== Input records ==

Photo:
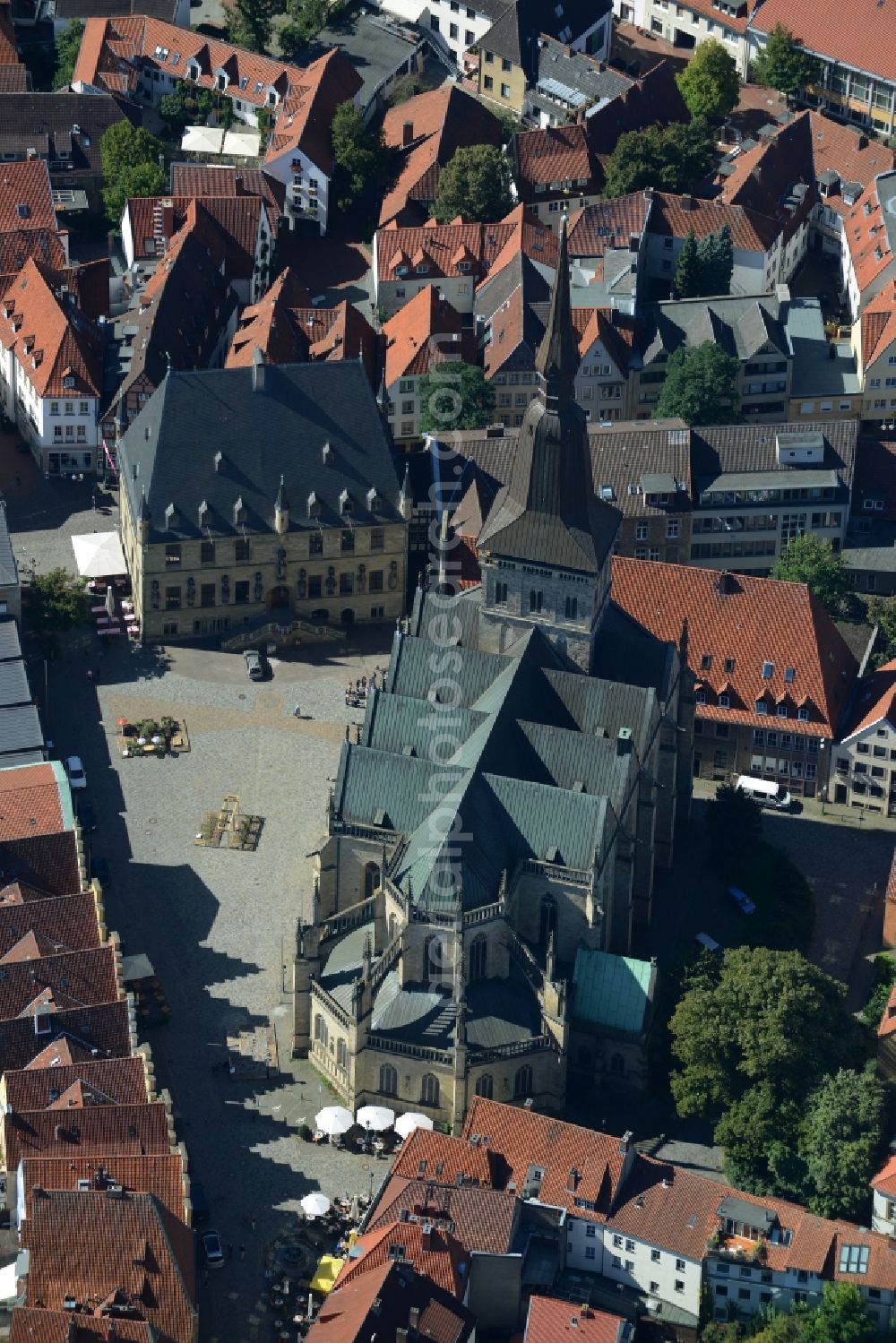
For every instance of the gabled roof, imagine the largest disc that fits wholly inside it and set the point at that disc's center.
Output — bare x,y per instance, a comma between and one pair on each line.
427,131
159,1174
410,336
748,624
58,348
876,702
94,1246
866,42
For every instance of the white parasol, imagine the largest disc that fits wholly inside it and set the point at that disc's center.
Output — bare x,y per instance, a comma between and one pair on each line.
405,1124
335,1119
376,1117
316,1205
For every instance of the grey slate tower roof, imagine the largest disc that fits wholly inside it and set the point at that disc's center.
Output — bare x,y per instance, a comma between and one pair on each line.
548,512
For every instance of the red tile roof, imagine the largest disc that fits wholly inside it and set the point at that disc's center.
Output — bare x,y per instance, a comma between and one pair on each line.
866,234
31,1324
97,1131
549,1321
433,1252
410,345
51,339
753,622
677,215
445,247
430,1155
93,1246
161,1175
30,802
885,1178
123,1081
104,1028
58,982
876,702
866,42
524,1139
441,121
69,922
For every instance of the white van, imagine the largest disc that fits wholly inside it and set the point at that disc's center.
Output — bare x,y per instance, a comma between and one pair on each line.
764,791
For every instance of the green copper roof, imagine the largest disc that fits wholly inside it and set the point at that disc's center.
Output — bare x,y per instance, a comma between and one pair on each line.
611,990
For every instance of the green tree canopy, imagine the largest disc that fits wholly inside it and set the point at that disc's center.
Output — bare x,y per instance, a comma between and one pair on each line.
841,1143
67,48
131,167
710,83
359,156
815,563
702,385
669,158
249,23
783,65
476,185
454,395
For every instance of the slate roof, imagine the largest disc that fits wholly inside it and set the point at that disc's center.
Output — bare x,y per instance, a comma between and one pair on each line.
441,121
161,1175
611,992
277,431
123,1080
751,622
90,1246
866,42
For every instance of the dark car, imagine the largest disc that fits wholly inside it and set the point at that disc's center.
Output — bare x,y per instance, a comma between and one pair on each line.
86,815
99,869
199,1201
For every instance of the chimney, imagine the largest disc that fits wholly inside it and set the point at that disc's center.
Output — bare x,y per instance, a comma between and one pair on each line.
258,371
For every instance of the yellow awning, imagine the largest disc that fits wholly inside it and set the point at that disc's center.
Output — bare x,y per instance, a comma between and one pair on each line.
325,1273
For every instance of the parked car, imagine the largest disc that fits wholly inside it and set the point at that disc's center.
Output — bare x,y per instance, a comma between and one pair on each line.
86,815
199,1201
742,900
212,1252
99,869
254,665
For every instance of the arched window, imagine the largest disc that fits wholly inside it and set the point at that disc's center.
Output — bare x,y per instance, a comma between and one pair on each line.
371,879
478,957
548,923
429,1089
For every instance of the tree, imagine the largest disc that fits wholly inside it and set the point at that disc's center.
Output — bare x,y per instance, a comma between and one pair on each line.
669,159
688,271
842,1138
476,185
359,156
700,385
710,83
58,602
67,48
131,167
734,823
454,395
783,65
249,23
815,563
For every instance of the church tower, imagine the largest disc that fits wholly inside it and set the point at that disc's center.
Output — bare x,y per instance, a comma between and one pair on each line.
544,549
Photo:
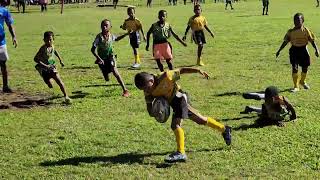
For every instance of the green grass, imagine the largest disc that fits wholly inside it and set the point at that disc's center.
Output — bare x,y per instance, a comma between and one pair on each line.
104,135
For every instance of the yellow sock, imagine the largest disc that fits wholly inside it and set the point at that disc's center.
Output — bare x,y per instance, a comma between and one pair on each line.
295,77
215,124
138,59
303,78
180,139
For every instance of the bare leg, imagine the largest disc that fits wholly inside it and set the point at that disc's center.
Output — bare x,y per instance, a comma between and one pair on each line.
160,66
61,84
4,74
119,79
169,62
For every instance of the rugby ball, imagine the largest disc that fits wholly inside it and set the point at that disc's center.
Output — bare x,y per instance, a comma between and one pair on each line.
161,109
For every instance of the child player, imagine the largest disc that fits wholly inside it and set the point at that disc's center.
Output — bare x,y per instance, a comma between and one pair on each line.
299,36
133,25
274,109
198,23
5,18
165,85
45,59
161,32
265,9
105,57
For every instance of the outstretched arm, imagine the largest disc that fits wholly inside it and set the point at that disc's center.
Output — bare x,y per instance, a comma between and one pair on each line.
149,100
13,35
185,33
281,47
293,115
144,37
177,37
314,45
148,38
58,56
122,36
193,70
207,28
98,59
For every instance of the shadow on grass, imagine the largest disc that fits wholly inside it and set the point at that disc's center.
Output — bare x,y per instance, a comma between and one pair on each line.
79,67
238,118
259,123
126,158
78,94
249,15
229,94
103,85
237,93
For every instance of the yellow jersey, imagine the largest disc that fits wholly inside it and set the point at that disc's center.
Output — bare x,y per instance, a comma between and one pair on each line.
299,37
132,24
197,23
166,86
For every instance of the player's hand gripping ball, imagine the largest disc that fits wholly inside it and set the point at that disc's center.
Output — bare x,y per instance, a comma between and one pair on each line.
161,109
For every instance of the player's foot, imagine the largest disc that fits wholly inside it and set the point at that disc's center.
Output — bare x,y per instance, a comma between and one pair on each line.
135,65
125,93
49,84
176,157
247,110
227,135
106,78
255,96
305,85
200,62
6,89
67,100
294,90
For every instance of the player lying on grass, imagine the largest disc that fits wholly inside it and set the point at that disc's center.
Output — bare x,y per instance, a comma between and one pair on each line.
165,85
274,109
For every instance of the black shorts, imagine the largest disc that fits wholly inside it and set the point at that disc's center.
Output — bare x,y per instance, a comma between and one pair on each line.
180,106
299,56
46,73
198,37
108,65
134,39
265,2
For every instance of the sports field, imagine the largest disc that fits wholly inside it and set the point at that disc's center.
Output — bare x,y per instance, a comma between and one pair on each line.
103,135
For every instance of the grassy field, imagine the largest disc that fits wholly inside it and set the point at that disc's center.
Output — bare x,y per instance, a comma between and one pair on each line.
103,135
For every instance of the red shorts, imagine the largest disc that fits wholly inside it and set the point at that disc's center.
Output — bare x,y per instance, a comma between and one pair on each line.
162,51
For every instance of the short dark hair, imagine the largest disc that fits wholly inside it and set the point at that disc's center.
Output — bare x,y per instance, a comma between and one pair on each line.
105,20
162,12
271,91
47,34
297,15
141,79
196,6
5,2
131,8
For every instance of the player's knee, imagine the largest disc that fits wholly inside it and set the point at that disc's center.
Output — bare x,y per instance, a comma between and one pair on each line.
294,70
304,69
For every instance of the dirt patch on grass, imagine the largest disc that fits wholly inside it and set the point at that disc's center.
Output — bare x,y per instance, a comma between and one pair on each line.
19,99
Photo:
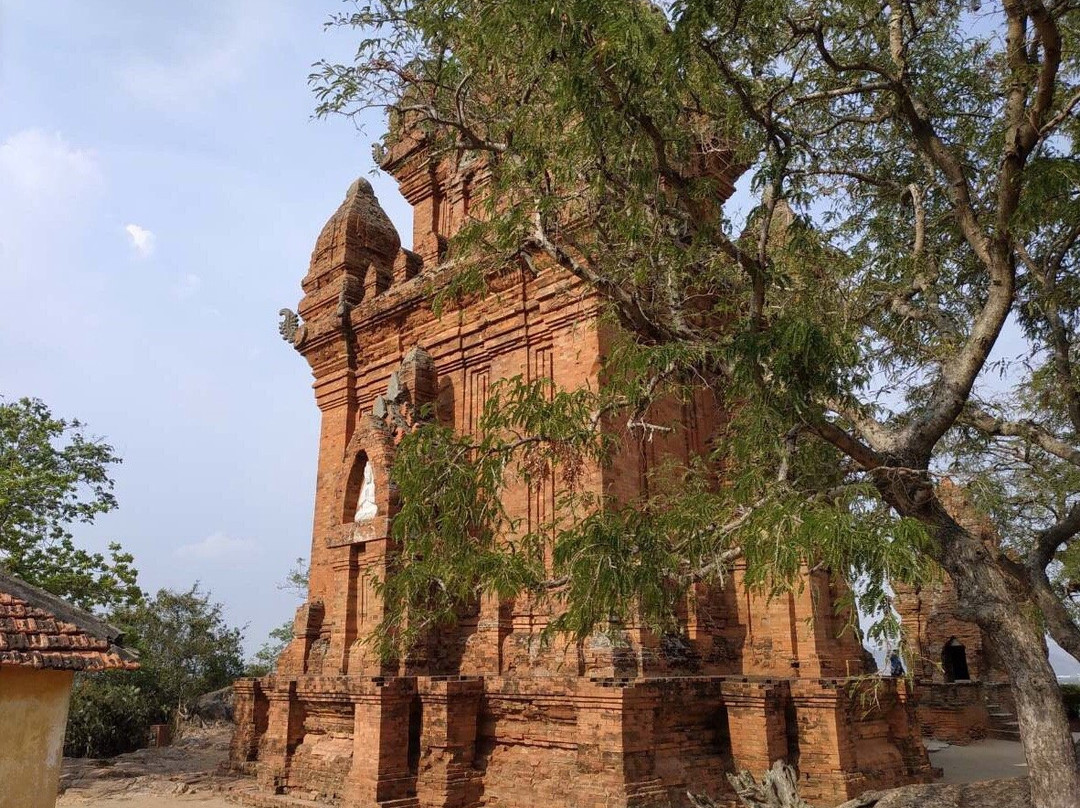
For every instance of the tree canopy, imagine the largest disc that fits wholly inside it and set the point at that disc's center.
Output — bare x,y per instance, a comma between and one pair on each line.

===

*Written task*. Revise all of the material above by replacing every occurrence of "wholly inside" with "entirely inside" and leaving everything else unchanged. Omit the pictures from your answer.

*Completed task*.
Photo:
For every instance of the gabled roof, imagine the largest disc that fits entirely inside it and set the point at that disc's center.
Output — bare x,y per instance, a comma between and one pair on each line.
427,131
159,1174
410,336
748,624
58,348
876,702
94,1246
866,42
For every instance of the white parasol, imagine the largest disc that fits entirely inside it and set the point at that disc's center.
Output — bare x,y per instance, a comma between and one pair on each line.
405,1124
335,1119
376,1117
316,1205
For every instance of the grey slate tower roof, imagine the largest disc that fits entirely inside it and set the point at that disc's center.
Output — bare x,y per instance, a comma between and one pair on each line.
548,512
For every instance of the red tile roof, imagine the largest disc that fits entirely inside it and set the point at that disc's center.
Output — bare x,y per instance, a comma between and one pair on each line.
866,234
31,1324
97,1131
549,1321
433,1252
410,345
51,339
753,622
677,215
445,247
430,1155
93,1246
161,1175
30,802
885,1178
123,1081
104,1028
58,982
876,702
866,42
524,1139
441,121
69,922
For every instance of the white van, imagine the largest disc that fits entirely inside it and set the point at that disc's center.
Output — bare x,y per instance, a comma between and one pair on each line.
764,791
For every instance of the green copper roof, imagine the largest disc that fits entirely inside it and set the point at that disc's center.
Output — bare x,y per instance, a comma between and one pair on each line.
611,990
For every instance of the green tree canopy, imagine the largest disc that fits entirely inside it and set the point at that disc's center.
Output — bare x,y per instance, a comma between and one pair on each line.
841,1143
67,48
131,167
710,83
359,156
815,563
702,385
669,158
249,23
783,65
476,185
454,395
For every instance of the slate roof, imagine the largest disc that fits entirely inside it and set the point at that disc's center.
Output — bare x,y per instance, a comma between and one pair on each line.
441,121
161,1175
611,992
277,431
123,1080
751,622
90,1246
866,42
For every instance of the dark car, imagine the largest disc that fits entirely inside it and set the point at that disc's center.
Output — bare x,y per instance, a comma between and one pair on each line.
86,815
99,869
199,1201
For every instance of the chimney, imagine the largest disc that fits entirely inside it and set the point at that disc's center.
Output — bare x,y per instance, a comma between and one pair on each line.
258,371
For every instance of the yellow awning, imagine the largest disc that fits entirely inside it and set the point at that disc's center.
Output — bare x,y per instance, a comma between and one pair on each line.
325,1273
For every instance of the parked car, imagine the largest disc that fits entirely inside it and set the point at that disc's center.
Output — bare x,y per instance, a comma between and one pair on each line.
86,815
199,1201
742,900
212,1252
99,869
254,665
For every instance of the arched window, imagine the largest disc that fits entirely inside it and set the point at that disc's center.
Output — bare x,y per instance, a comma between and one pair on each line.
371,879
478,957
548,923
429,1089
For every instance of the tree, imagine the largest disc that fits entirely inside it and set the point at that disc's center.
Output — bare x,y per instance, a comma between and one pair on each line.
669,159
688,271
842,1138
476,185
359,156
700,385
710,83
58,602
67,48
131,167
734,823
454,395
783,65
249,23
815,563
For every instance of the church tower, imagine the largest disc that fits entirely inside it and set the point at that disc's center.
Output — bare x,y per instance, a comma between and one pair on each line.
544,549
Photo:
For every instance of the green grass, imagine the largest disc that fits entirely inside it and set the point at that disc's center.
Output — bare x,y per instance, a comma between and one pair on each line.
104,135
For every instance of the yellow sock, imagine the largest disc that fits entirely inside it and set the point at that disc's center.
Output — bare x,y per instance, a comma between and one pair on each line.
295,77
215,124
138,59
303,78
180,139
For every instance of the bare leg, imagine the largest disc that fits entirely inside it and set the point at that disc's center.
Output — bare x,y per instance, a comma between and one pair on each line.
160,66
61,84
4,74
119,79
169,62
For every instance of the rugby ball, imagine the largest disc that fits entirely inside it and set the point at that disc's center.
Output — bare x,y per instance, a comma between and one pair on each line.
161,109
For every instance of the child player, imagine the largest disc that fits entirely inside it and set the point at that disc's center.
Output — bare x,y per instance, a comma between and one pair on each line.
299,36
133,25
274,109
198,23
5,18
165,85
45,59
161,32
265,9
105,57
For every instance of the outstretched arm, imagine the largest disc that fits entirely inside it and set the point at that disc's center.
Output — bare x,y per instance, a comma between and one pair on each line.
149,100
13,35
185,33
281,47
293,115
144,37
177,37
314,45
148,38
58,56
122,36
193,70
207,28
98,59
For every instance of the shadow on grass, imagine the largest disc that fits entirely inside it and set the point at that disc's center.
Output — bare x,y per instance, a comma between and one pair on each line.
79,67
238,118
259,123
126,158
78,94
249,15
229,94
103,85
237,93
For every instance of the yellow jersey, imagine the largest disc that fits entirely inside it and set the point at that disc's center.
Output — bare x,y per instance, a comma between and one pair on each line.
299,37
132,24
197,23
166,86
For every instance of the player's hand gripping ball, imagine the largest disc that fits entirely inside it and set the point at that disc's center.
Output — bare x,y per instance, a comma between and one pair on each line.
161,109
For every instance of the player's foot, imagine the largest disc that fits entirely inside it and set the point at that disc's center.
Output — bare x,y per instance, a comma between and one pair on each line.
135,65
125,93
49,84
176,157
247,110
227,135
106,78
255,96
305,85
200,62
6,89
67,100
294,90
For every instance of the player lying on grass, imagine the largest disc that fits entirely inside it and set the point at that disc's center.
Output — bare x,y per instance, a comma between and one pair on each line.
165,85
274,109
For every instance of the black shorts, imagine the largest disc that fits entirely inside it and set the point at that disc's center.
Output — bare x,y per instance, a comma between and one pair on each line.
180,106
299,56
46,73
198,37
108,65
134,39
265,2
For every instance of the sports field, imagine the largest disc that fits entirely inside it and set the point at that disc's center.
Output — bare x,y per instance, a comma between and one pair on each line.
103,135
For every instance of the grassy field, imagine the largest disc that fits entirely inside it and set the point at that disc's center.
Output — bare x,y per instance, a comma between and one pair on each line.
103,135
For every instance of the red shorts, imagine the largest disc that fits entirely inside it and set the point at that disc's center.
Output — bare x,y per instance, a comma between and one pair on each line.
162,51
For every instance of the short dark hair, imagine the largest disc that fits entirely inside it and set the point at that disc's center.
Output — bare x,y per instance, a comma between and one pair on each line.
105,20
162,12
271,91
47,34
297,15
141,79
196,6
5,2
131,8
For every instance of the player's knee, imagine the largest disc that fits entirely inside it and set the point at that disc's center.
Output — bare x,y per instance, a comma between and one pair on each line.
294,70
304,69
For every instance of the dirt patch on grass, imagine the largest disc that fits entirely inside it and set the point at that disc's center.
Output — bare x,y per instance, a comma between and one pair on each line.
19,99
Photo:
For every instance of the tree canopy, imagine the largest disc that fits entirely inside it and set the point at that disc's center.
Output — bare x,y per instance, a comma between and one pair on each line.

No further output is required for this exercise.